Of the entries below, restate word for word only the section that runs from the line with "[(511, 587), (187, 251), (326, 552)]" to the line with "on the trimmed", counting both ends.

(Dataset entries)
● ● ● ● ● ● ●

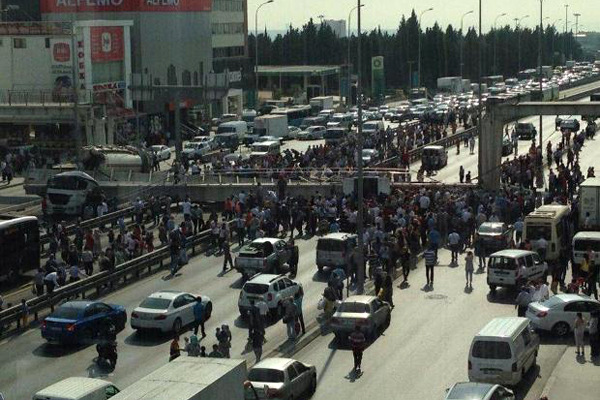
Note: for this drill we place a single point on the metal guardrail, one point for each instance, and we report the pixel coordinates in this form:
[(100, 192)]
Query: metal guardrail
[(122, 274)]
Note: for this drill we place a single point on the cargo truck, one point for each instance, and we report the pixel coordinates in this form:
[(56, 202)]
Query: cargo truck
[(269, 125), (191, 378), (589, 204)]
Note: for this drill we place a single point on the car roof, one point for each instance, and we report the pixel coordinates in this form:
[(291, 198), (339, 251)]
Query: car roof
[(266, 279), (338, 235), (274, 363), (166, 294), (513, 253), (470, 390), (266, 240), (80, 304), (359, 299)]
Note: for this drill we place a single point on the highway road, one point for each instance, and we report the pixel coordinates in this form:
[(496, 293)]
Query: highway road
[(429, 335)]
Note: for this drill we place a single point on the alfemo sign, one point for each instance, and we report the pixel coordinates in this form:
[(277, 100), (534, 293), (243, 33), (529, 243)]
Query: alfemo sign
[(58, 6)]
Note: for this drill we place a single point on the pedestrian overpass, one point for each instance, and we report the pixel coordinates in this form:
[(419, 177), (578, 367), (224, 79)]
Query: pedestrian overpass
[(492, 127)]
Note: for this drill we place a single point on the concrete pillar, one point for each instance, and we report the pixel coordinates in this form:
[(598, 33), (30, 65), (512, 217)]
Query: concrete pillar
[(490, 140)]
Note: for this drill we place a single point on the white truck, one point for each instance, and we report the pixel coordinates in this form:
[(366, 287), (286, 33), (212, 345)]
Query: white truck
[(589, 204), (191, 378), (321, 103), (269, 125)]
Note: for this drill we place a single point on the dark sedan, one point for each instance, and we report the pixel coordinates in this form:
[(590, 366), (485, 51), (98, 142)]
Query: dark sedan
[(493, 236), (82, 321)]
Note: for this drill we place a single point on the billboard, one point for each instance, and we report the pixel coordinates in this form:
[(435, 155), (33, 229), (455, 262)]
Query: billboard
[(69, 6), (107, 43), (377, 77)]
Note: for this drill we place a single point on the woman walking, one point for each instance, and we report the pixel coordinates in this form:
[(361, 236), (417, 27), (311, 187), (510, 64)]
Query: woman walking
[(469, 269), (578, 332)]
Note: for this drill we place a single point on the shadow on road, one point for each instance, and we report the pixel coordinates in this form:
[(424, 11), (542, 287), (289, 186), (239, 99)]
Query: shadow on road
[(147, 339)]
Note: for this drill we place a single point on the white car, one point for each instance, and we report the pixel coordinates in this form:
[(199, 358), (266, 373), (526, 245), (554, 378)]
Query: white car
[(293, 132), (162, 152), (271, 289), (168, 311), (279, 379), (312, 133), (558, 313)]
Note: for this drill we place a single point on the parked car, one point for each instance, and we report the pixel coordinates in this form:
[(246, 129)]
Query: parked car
[(162, 152), (312, 133), (478, 391), (168, 311), (281, 378), (493, 236), (368, 312), (558, 313), (293, 132), (266, 255), (81, 321), (272, 289)]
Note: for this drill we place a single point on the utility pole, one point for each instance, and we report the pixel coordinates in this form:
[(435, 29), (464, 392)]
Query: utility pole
[(540, 64), (360, 273), (462, 40)]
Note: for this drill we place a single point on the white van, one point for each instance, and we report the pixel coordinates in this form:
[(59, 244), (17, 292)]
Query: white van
[(503, 351), (239, 127), (333, 250), (263, 149), (582, 241), (78, 388), (504, 268)]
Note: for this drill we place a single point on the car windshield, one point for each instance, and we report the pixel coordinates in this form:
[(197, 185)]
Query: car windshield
[(353, 307), (491, 350), (552, 301), (256, 288), (265, 375), (156, 303), (65, 313), (484, 228)]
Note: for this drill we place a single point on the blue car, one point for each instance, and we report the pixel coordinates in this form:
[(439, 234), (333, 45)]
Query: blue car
[(82, 321)]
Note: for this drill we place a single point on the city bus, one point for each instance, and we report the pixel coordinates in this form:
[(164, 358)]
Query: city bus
[(295, 114), (19, 245), (552, 223)]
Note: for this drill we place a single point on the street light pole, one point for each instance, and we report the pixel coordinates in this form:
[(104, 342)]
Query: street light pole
[(462, 41), (540, 63), (360, 273), (349, 98), (518, 27), (419, 33), (495, 39), (256, 51)]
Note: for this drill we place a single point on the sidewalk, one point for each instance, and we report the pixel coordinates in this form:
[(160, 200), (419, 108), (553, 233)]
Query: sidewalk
[(574, 377)]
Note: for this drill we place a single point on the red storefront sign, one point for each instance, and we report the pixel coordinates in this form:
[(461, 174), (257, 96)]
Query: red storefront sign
[(107, 43), (61, 52), (69, 6)]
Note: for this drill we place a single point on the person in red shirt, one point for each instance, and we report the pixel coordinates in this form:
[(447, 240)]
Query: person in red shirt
[(357, 342)]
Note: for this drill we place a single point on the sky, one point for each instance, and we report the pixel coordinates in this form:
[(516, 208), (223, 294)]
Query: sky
[(387, 13)]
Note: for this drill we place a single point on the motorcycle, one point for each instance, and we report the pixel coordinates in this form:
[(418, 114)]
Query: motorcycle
[(107, 354)]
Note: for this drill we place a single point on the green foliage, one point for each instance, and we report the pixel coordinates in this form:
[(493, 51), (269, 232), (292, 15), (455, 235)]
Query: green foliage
[(440, 50)]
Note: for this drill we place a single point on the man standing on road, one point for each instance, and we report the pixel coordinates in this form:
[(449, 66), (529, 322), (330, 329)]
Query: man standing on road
[(522, 301), (199, 316), (430, 261), (357, 342), (453, 241)]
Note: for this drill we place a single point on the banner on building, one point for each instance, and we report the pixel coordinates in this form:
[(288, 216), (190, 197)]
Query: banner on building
[(107, 43), (70, 6), (377, 77)]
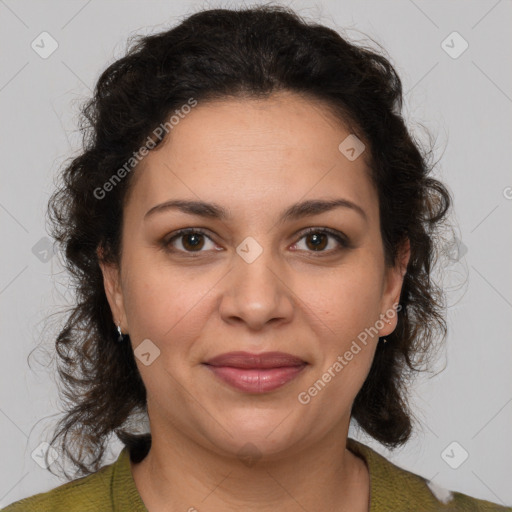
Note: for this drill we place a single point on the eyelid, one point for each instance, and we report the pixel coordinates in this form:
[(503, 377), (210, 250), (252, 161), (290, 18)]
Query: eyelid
[(340, 237)]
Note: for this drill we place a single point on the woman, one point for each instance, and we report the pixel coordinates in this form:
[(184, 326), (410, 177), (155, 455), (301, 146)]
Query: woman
[(251, 228)]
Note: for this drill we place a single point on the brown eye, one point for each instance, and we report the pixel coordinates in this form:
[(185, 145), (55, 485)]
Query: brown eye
[(192, 241), (188, 241), (318, 241)]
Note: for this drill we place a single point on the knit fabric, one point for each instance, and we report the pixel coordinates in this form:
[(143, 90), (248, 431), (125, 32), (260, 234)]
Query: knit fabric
[(392, 489)]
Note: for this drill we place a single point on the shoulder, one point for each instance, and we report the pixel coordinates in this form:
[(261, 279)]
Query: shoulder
[(395, 488), (86, 494)]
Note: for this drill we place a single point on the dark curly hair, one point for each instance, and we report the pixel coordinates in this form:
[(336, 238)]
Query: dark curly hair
[(218, 54)]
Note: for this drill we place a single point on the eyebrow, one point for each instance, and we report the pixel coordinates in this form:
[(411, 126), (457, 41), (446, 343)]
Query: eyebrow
[(294, 212)]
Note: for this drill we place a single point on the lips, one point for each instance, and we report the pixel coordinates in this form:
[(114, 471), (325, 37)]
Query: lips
[(256, 373), (246, 360)]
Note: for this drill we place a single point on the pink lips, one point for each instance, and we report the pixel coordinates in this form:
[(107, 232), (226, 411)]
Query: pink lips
[(256, 373)]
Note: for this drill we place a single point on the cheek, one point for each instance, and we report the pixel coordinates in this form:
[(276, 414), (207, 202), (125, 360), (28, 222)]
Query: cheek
[(165, 305)]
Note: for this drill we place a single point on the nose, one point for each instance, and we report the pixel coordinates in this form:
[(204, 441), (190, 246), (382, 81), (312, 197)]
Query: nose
[(256, 293)]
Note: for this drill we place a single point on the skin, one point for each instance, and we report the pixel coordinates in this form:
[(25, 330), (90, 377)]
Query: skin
[(254, 158)]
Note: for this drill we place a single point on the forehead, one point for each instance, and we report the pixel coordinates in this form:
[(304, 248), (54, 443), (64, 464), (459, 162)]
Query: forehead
[(254, 153)]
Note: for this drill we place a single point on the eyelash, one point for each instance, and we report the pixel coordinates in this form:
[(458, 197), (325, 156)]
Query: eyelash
[(339, 237)]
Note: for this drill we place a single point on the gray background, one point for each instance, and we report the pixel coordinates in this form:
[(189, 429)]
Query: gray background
[(465, 101)]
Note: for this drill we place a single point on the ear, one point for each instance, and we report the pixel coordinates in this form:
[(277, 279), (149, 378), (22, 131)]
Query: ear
[(113, 290), (392, 288)]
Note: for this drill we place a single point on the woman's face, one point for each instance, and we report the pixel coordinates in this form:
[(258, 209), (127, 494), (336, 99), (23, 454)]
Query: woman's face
[(253, 280)]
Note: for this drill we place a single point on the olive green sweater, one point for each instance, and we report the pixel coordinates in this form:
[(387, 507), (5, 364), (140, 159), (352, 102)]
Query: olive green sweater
[(392, 489)]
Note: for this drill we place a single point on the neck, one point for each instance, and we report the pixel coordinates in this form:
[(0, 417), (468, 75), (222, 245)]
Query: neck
[(180, 474)]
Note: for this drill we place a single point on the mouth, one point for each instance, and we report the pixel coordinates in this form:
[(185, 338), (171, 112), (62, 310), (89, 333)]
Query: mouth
[(256, 373)]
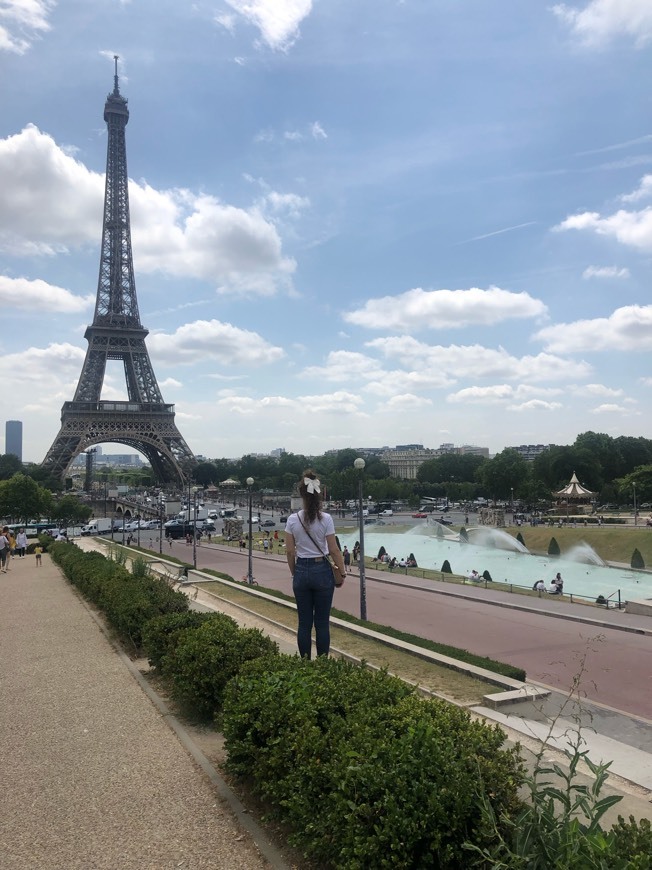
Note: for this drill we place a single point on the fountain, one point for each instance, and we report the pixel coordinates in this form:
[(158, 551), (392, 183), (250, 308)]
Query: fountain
[(484, 536), (584, 573), (583, 552)]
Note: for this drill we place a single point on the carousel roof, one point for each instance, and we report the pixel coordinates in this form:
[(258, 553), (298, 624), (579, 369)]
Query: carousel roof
[(574, 489)]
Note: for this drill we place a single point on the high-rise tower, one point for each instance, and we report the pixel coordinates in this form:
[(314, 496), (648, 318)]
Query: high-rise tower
[(14, 438), (143, 421)]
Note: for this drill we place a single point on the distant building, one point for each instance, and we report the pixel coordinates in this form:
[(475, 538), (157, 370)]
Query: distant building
[(404, 460), (531, 451), (14, 438)]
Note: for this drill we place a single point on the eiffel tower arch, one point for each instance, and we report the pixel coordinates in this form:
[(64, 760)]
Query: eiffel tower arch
[(143, 421)]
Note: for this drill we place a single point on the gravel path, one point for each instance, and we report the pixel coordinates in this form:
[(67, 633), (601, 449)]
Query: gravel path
[(92, 776)]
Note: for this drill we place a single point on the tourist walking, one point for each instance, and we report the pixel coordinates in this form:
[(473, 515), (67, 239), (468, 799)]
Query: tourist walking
[(309, 540), (21, 543), (4, 549)]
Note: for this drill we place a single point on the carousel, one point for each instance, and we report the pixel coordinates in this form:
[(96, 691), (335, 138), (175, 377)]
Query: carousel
[(575, 496)]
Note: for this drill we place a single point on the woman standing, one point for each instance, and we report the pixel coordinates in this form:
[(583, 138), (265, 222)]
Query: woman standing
[(21, 543), (309, 539)]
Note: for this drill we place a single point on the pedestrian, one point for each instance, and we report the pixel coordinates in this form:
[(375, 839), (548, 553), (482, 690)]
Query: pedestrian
[(4, 549), (309, 540), (21, 543)]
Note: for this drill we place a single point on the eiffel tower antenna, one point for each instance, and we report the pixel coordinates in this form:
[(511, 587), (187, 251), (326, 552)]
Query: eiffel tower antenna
[(143, 421)]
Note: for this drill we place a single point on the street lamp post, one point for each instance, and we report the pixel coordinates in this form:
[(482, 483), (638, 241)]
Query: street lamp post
[(160, 523), (194, 526), (250, 572), (359, 466)]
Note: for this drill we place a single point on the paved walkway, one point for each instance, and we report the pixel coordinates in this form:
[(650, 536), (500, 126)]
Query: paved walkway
[(92, 774)]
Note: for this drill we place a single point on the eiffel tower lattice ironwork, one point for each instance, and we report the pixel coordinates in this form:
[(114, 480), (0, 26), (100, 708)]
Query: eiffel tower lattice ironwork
[(143, 421)]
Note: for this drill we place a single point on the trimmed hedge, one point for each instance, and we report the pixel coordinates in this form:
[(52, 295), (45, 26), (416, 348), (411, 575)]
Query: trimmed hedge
[(161, 634), (205, 658), (364, 772), (127, 602)]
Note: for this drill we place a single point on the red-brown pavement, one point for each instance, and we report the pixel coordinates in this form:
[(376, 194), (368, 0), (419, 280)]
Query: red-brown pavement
[(527, 632)]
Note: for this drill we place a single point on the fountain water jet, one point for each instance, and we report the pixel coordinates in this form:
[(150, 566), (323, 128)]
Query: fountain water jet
[(482, 536), (584, 553)]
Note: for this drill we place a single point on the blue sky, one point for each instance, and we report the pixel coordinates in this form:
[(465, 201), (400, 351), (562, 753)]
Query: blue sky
[(354, 222)]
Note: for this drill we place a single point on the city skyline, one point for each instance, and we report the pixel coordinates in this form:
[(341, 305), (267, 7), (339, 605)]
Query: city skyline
[(373, 223)]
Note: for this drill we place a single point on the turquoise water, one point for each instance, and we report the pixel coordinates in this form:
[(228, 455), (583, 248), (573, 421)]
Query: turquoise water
[(520, 569)]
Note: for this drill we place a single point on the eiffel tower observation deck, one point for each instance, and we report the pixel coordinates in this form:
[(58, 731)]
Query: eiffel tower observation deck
[(143, 420)]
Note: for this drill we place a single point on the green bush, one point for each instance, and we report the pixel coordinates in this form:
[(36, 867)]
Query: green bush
[(127, 602), (632, 842), (363, 771), (161, 634), (637, 559), (553, 547), (207, 657)]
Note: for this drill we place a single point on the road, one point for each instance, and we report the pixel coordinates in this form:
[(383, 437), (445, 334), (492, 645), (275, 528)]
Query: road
[(617, 669)]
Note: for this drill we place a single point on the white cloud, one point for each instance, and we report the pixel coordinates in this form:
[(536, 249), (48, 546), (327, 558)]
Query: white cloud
[(404, 402), (445, 309), (51, 203), (536, 405), (596, 390), (317, 131), (465, 361), (643, 191), (339, 402), (605, 272), (21, 22), (627, 329), (212, 340), (521, 396), (602, 20), (615, 409), (48, 374), (629, 228), (38, 296), (277, 20)]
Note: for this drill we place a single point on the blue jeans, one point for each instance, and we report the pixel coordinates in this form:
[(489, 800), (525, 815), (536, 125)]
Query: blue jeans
[(313, 588)]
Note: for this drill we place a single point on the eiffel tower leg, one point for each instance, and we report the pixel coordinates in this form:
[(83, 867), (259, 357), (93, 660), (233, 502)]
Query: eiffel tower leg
[(148, 428)]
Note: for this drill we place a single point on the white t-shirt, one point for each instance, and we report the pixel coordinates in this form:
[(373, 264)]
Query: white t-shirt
[(318, 529)]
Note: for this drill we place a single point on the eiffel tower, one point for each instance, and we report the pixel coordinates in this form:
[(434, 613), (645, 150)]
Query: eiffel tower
[(143, 421)]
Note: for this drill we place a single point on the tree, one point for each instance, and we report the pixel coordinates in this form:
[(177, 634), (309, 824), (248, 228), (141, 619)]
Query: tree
[(507, 471), (205, 473)]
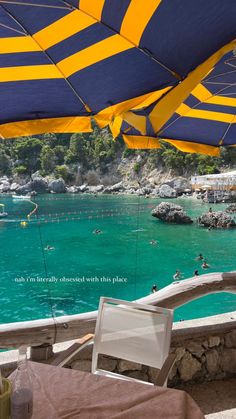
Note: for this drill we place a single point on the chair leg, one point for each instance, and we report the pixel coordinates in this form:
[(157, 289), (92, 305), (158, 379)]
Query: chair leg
[(66, 355)]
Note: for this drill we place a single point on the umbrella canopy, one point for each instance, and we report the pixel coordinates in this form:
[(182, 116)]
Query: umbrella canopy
[(65, 62)]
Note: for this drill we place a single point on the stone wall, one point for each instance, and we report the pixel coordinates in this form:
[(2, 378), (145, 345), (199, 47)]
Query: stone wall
[(205, 349)]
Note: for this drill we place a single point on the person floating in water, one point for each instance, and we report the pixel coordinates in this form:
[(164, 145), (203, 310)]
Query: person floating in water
[(177, 275), (49, 247), (154, 289), (205, 265)]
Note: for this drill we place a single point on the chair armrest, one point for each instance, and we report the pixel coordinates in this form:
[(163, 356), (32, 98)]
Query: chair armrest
[(66, 355), (165, 370)]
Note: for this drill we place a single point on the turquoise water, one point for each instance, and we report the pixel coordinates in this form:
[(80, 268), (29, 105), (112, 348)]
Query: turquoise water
[(120, 262)]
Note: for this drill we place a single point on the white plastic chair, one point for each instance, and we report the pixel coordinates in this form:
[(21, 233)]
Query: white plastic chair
[(133, 332)]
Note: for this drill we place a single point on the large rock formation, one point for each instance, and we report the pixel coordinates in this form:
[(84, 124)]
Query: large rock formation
[(217, 219), (171, 213), (38, 184), (57, 186), (231, 208), (180, 184)]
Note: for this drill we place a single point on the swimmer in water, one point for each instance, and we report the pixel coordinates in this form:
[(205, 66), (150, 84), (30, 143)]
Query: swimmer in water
[(154, 289), (205, 265), (49, 247), (177, 275), (97, 231)]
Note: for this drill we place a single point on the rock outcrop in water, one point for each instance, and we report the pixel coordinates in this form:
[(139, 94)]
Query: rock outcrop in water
[(57, 186), (217, 219), (171, 213)]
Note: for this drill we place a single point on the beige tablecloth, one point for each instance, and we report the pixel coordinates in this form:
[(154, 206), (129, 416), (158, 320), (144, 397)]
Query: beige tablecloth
[(69, 394)]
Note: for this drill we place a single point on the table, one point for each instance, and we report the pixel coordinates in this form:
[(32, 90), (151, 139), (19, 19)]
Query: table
[(61, 393)]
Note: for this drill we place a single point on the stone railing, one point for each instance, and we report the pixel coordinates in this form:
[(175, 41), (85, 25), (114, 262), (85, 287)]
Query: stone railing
[(205, 349)]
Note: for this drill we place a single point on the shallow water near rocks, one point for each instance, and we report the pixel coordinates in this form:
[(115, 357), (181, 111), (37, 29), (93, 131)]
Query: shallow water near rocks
[(119, 262)]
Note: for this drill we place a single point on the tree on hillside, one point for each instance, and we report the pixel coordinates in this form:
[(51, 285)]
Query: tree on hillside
[(5, 162), (27, 151)]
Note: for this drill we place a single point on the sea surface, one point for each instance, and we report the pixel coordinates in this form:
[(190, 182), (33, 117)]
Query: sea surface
[(119, 262)]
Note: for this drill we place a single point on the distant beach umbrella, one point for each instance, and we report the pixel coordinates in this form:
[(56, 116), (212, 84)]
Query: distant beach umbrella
[(133, 65)]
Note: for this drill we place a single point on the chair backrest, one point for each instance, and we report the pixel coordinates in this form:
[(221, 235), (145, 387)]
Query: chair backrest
[(134, 332)]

● ● ● ● ● ● ●

**Output below**
[(511, 587), (187, 251), (326, 552)]
Query: eiffel tower antenna
[(143, 421)]
Note: for this drill we place a single point on the street lamp post, one point for each instance, and we report the pixel coordinates in this form:
[(482, 483), (638, 241)]
Query: street lamp post
[(160, 523), (194, 526), (250, 572), (359, 466)]
Note: for this drill we place a single point on the paved walkway, one point for each instance, and we report the pixel coordinates in this form:
[(650, 536), (500, 126)]
Query: paved walkway
[(92, 774)]
Note: for this drill we place a single point on the eiffel tower lattice ironwork, one point for each instance, and we report the pixel coordinates in this form:
[(114, 480), (0, 26), (100, 708)]
Query: eiffel tower lattice ironwork
[(143, 421)]
Note: for this drill we place a single point on the trimmed hedge, one point for each instance, and we report the pixel coordinates in this form:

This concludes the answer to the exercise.